Reproduce all entries precisely as they are written.

--- Start of GIVEN ENTRIES ---

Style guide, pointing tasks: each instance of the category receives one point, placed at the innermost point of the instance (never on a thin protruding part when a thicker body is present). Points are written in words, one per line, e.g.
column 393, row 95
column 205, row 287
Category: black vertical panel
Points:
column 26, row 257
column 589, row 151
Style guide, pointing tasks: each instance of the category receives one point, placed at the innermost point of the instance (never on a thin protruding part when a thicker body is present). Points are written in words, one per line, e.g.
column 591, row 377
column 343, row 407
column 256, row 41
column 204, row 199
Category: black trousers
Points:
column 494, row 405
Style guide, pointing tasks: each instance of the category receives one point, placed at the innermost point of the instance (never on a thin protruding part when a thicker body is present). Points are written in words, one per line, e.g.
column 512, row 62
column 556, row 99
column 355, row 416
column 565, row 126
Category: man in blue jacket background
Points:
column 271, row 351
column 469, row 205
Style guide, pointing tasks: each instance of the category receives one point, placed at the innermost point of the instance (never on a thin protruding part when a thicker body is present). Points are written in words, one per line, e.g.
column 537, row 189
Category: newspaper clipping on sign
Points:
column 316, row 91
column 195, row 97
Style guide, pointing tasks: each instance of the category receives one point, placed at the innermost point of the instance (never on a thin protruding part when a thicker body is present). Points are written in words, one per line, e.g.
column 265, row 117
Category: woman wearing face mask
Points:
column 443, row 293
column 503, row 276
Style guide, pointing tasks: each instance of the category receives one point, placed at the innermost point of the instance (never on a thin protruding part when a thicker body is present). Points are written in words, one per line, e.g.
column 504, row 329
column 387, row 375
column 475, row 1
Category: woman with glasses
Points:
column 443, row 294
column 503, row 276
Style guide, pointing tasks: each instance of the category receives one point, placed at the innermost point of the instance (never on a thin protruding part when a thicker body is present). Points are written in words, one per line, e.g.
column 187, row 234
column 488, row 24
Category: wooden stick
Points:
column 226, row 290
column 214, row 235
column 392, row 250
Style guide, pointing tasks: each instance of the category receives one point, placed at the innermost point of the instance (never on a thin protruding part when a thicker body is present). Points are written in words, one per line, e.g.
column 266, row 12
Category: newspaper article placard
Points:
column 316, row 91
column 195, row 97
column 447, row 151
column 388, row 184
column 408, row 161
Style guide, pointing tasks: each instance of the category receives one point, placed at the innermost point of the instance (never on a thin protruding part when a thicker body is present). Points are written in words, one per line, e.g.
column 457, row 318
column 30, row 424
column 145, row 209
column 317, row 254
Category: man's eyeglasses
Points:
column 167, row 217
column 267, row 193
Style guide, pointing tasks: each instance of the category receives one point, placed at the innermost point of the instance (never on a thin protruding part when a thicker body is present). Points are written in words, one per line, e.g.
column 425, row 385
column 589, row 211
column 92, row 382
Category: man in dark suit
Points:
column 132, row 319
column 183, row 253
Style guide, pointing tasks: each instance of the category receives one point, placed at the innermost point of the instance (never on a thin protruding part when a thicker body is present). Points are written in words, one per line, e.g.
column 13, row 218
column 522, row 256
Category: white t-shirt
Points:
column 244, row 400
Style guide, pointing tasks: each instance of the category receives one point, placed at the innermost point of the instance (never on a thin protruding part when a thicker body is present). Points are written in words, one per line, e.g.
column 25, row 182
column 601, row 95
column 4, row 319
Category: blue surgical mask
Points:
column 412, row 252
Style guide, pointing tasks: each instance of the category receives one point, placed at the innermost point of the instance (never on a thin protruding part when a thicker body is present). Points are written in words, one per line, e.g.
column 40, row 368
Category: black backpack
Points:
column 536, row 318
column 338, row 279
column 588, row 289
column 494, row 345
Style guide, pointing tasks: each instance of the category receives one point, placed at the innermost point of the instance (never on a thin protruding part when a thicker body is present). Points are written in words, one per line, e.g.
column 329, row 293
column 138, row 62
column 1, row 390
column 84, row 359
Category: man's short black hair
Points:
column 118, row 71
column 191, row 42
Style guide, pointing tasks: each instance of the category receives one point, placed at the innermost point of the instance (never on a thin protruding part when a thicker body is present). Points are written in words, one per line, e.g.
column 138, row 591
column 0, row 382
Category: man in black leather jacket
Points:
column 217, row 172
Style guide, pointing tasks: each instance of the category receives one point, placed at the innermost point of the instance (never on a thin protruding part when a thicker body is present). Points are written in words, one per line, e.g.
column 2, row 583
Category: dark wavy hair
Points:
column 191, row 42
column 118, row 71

--- End of GIVEN ENTRIES ---

### WRITTEN RESPONSE
Style guide, pointing tasks: each instance of the category receives one point, placed at the innermost point of the instance (never on a thin protruding part when a thicker body is present). Points are written in words, one per line, e.g.
column 393, row 95
column 205, row 287
Category: black vertical panel
Points:
column 26, row 257
column 589, row 151
Style guide, pointing tasks: each instance of the category receives one point, placed at the innermost point of the instance (never on a thin protruding part when a thicker body is present). Points are written in words, one per line, e.g.
column 591, row 377
column 343, row 407
column 256, row 41
column 204, row 199
Category: black trousers
Points:
column 494, row 405
Style guide, pointing tasks: each instance of the category receives one point, placed at the innermost point of the instance (never on a thin protruding part when a thicker body is present). Points are written in words, one per line, e.g.
column 512, row 62
column 556, row 99
column 355, row 416
column 565, row 126
Category: man in blue jacket background
Points:
column 271, row 351
column 469, row 205
Style guide, pointing tasks: each instance of the category receives one point, placed at the innermost point of the instance (never on a thin protruding part when a thicker body is present). Points are written in words, one per line, e.g.
column 537, row 189
Category: newspaper clipping on sign
Points:
column 316, row 91
column 195, row 97
Style guide, pointing tasks: each instance of the category receives one point, placed at the innermost point of the instance (never on a thin protruding part when a thicker body is present). Points are written in words, one per line, e.g.
column 265, row 117
Category: woman wearing face mask
Points:
column 443, row 293
column 503, row 276
Style guide, pointing tasks: each instance of the category receives one point, placed at the innermost point of the instance (never on a thin protruding part when a thicker body is present). Points are written in words, one per line, e.g.
column 504, row 329
column 387, row 375
column 475, row 1
Category: woman with glasses
Points:
column 443, row 294
column 503, row 276
Style guide, pointing tasks: each instance of the category receives one point, placed at the innermost point of the instance (never on a thin protruding part when a thicker body is present). Points are written in words, one per line, e.g.
column 187, row 234
column 488, row 24
Category: wooden stick
Points:
column 226, row 290
column 214, row 235
column 392, row 250
Style guide, pointing tasks: each instance of the category receives one point, placed at the innermost point of the instance (never on a thin protruding part when a thicker body is present). Points are written in words, one per line, e.g.
column 266, row 12
Category: newspaper article placard
Points:
column 316, row 91
column 195, row 97
column 447, row 151
column 388, row 184
column 408, row 161
Style guide, pointing tasks: each instance of the category receives one point, placed at the innermost point of the instance (never on a thin protruding part when a thicker body is present). Points are written in words, one per line, e.g.
column 457, row 318
column 30, row 424
column 145, row 209
column 317, row 254
Category: man's eyeglasses
Points:
column 167, row 217
column 267, row 193
Style guide, pointing tasks: each instance of the category receives one point, placed at the innermost point of the instance (never on a thin protruding part when a thicker body is present). Points are written in words, one per line, e.g.
column 425, row 385
column 589, row 211
column 92, row 382
Category: man in dark suit
Points:
column 132, row 319
column 183, row 253
Style guide, pointing tasks: each instance of the category receives one point, placed at the innermost point of the instance (never on a thin protruding part when a thicker body is present). Points are written in words, one per line, e.g.
column 13, row 218
column 522, row 256
Category: white t-shirt
Points:
column 244, row 400
Style guide, pointing tasks: each instance of the category receives one point, placed at the innermost point of the instance (never on a thin protruding part when a thicker body is present). Points are written in words, one per line, e.g.
column 25, row 182
column 601, row 95
column 4, row 319
Category: blue surgical mask
Points:
column 412, row 252
Style guide, pointing tasks: each instance of the category receives one point, placed at the innermost point of the instance (never on a thin protruding part when a thicker body is present). Points are written in words, one per line, e.g.
column 40, row 368
Category: black backpack
Points:
column 536, row 318
column 338, row 279
column 588, row 289
column 494, row 345
Style guide, pointing tasks: each instance of the category receives one point, placed at the innermost point of the instance (never on a thin protruding part when a thicker body is present). Points are written in words, one per line, e.g.
column 329, row 293
column 138, row 62
column 1, row 390
column 84, row 359
Category: man's short black hair
Points:
column 118, row 71
column 191, row 42
Style guide, pointing tasks: each instance of the category receives one point, placed at the innermost point of the instance (never on a thin protruding part when a thicker body is present). Points are written in words, one per line, e.g.
column 138, row 591
column 0, row 382
Category: man in black leather jacket
Points:
column 217, row 172
Style guide, pointing tasks: each instance of the category receives one point, placed at the innermost point of the instance (never on a thin protruding part when a thicker body is present). Points are written in words, one per line, e.g.
column 2, row 583
Category: dark wavy hair
Points:
column 191, row 42
column 118, row 71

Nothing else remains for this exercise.